- _Listing_:
• • •
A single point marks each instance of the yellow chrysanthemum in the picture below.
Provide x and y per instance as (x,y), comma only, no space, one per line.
• • •
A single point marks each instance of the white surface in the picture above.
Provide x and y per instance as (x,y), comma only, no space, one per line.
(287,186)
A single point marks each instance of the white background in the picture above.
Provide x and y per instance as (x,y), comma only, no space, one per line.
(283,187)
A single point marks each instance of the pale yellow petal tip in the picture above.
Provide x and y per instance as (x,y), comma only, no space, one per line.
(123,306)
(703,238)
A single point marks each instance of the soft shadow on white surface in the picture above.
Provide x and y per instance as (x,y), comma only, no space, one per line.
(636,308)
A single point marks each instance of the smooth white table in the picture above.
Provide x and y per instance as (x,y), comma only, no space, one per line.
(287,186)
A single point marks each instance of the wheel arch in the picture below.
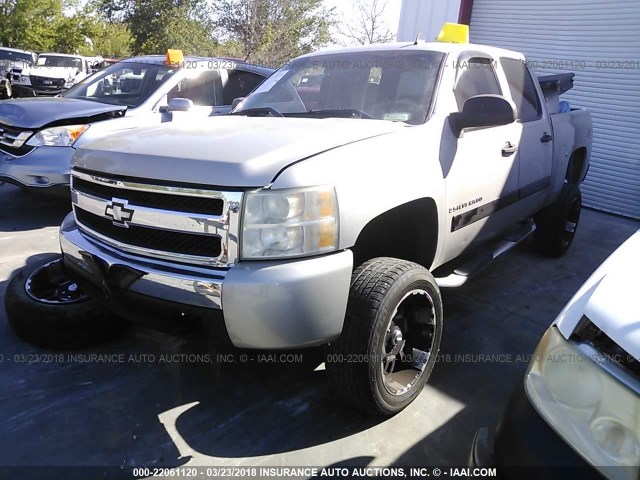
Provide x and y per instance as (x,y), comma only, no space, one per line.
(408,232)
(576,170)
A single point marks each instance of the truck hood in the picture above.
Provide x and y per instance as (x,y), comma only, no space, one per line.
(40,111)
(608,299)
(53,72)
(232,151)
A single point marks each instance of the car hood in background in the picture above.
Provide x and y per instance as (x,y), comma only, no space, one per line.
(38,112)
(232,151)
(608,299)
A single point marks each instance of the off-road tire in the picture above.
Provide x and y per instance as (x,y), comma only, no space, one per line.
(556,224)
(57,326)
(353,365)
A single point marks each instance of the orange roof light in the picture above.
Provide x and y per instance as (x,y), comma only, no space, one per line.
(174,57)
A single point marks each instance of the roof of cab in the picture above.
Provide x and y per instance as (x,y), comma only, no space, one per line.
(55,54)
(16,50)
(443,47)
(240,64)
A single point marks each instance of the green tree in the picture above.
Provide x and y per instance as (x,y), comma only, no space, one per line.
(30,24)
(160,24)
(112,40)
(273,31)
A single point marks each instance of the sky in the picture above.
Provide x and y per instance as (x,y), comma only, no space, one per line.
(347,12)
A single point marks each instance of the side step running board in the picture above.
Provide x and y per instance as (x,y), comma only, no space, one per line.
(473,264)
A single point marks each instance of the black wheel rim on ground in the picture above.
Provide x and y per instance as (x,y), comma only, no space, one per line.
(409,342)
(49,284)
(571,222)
• • •
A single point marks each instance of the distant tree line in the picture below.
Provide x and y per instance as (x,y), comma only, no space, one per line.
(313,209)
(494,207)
• • •
- _Required task_: Gather each line in the listing above that contains the word "wheel", and copy those lines out in full.

- _Answer to this problem_:
A single point marks each instance of the wheel arch in the picture below.
A single point marks each instance of the black wheel rim on ground in the picture above.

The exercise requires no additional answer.